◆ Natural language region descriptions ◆
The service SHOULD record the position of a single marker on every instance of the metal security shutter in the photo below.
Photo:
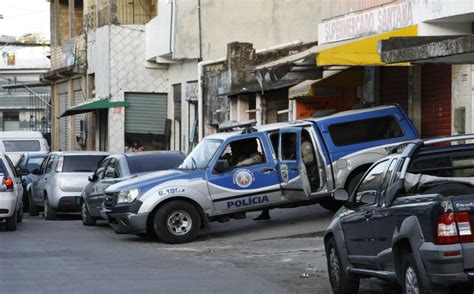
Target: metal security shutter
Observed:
(63, 121)
(436, 100)
(78, 98)
(146, 113)
(394, 86)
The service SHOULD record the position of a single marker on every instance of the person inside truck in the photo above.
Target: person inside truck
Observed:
(245, 153)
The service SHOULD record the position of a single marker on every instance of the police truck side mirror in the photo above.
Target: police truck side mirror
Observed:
(221, 166)
(340, 195)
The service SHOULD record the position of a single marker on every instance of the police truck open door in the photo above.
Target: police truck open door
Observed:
(292, 171)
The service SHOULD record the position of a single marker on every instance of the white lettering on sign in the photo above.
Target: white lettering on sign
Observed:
(384, 19)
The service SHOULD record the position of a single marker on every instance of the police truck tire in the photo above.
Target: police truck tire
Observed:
(49, 212)
(340, 282)
(87, 219)
(411, 276)
(330, 204)
(177, 222)
(11, 222)
(33, 208)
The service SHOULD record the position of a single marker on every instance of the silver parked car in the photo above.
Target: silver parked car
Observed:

◆ ACTIVITY ◆
Using the entries above, return each line that includes the word "inside".

◆ FINISHED TASK ◆
The service SHOULD record the position of a single marker on every instance of the person inside truck in the photo above.
Target: person inside truck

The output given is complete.